Render the part of the records that opens with the first line and closes with the line containing "834,231,943,271" as a JSON list of strings, one string per line, with blank lines left out.

Bounding box annotation entries:
* start *

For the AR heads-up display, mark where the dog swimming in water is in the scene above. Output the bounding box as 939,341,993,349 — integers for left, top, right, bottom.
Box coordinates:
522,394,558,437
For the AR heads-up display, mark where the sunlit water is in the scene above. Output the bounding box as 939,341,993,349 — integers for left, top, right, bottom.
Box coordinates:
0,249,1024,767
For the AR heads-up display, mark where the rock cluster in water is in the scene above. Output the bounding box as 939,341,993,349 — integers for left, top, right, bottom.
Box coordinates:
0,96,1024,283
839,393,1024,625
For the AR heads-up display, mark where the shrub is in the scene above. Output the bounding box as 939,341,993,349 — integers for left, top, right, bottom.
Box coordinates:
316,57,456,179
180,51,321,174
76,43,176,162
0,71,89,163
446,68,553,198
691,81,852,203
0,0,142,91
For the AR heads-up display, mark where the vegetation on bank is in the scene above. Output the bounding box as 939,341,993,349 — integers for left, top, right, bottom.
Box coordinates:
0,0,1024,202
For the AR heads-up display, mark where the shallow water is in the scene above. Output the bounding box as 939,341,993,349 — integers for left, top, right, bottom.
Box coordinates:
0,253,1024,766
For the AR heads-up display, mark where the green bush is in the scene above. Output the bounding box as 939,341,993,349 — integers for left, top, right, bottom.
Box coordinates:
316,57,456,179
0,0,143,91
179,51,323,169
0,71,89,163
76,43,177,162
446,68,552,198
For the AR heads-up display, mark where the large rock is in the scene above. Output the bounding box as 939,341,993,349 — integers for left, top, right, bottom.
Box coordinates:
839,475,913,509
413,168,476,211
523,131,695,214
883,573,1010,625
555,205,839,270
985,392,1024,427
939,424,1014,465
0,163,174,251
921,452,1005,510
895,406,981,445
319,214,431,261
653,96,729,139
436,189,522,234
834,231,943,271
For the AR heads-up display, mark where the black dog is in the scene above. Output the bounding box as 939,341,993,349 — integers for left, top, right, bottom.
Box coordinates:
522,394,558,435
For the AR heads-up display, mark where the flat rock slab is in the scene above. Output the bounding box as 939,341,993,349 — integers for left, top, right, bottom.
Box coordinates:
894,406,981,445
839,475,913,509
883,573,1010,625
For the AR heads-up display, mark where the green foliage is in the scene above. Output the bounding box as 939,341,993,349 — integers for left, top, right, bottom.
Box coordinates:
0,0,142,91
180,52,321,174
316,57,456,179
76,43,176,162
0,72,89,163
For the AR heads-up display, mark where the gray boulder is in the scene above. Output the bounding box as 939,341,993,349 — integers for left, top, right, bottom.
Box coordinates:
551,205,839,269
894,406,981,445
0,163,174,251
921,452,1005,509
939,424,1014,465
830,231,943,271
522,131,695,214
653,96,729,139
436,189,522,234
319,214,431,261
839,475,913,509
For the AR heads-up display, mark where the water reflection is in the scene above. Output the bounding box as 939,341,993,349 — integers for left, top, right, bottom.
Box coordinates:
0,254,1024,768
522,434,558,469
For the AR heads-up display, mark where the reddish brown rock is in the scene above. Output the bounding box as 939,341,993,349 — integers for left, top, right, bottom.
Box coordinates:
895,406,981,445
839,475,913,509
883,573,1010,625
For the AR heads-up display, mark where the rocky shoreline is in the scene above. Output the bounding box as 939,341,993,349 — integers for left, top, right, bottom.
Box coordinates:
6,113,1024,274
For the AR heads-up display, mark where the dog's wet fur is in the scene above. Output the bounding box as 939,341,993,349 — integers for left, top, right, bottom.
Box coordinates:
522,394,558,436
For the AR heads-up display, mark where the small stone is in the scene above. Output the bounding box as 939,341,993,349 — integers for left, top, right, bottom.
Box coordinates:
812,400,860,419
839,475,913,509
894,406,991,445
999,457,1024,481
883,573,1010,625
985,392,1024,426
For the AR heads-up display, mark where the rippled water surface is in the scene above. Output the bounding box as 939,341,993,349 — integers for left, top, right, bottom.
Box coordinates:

* end *

Completed exercise:
[
  "For the AR heads-up display, mark where the dog swimming in water is in the scene above. Output the bounding box as 939,341,993,349 — integers for left, top, right, bottom.",
  "Box coordinates:",
  "522,394,558,437",
  "For the AR heads-up display, mark where the sunlit water is in the scene above. Output the bounding box as 939,341,993,349 — integers for left, top, right, bottom.",
  "Box coordinates:",
  "0,249,1024,767",
  "For the AR heads-up display, mark where the rock cluster in water is in the scene above. Output the bounding box as 939,341,993,349 — integers for left, top, right, bottom.",
  "Box coordinates:",
  "0,96,1024,283",
  "839,393,1024,625",
  "For the AR heads-up display, mark where the shrub is in the scene above. Output the bounding box as 939,341,993,349 — integers for left, top, right, bottom.",
  "Box coordinates:",
  "316,57,456,179",
  "180,51,321,174",
  "76,43,176,162",
  "0,71,89,163",
  "446,68,553,198",
  "691,81,852,203",
  "0,0,142,91",
  "For the AR heads-up display, mark where the vegetation on bank is in the scene above. Output the bounding box as 939,341,993,349 — integers for left, top, right, bottom.",
  "Box coordinates:",
  "0,0,1024,202",
  "For the AR heads-up display, mark where the shallow water is in the scene above. Output the bounding box as 939,341,993,349 — integers for left, top, right, bottom.",
  "Box coordinates:",
  "0,253,1024,766",
  "For the AR heads-up display, mark where the green bush is in the scene above. Output the bounding box as 939,341,993,349 — integers for left, top, right, bottom.",
  "Box coordinates:",
  "316,57,456,179",
  "0,0,143,91",
  "179,51,323,169",
  "0,71,89,163",
  "76,43,177,162",
  "446,68,552,198",
  "For the AR heads-up display, mark where the large rock is in the scene above. Output the bounding box as 939,341,993,349 — integers for left, top, right, bottom.",
  "Box coordinates:",
  "839,475,913,509",
  "413,168,476,211",
  "523,131,695,214",
  "883,573,1010,625",
  "555,205,839,270",
  "985,392,1024,427",
  "939,424,1014,465",
  "0,163,174,251",
  "921,452,1005,510",
  "895,406,981,445",
  "319,214,431,261",
  "653,96,729,139",
  "436,189,522,234",
  "834,231,943,271"
]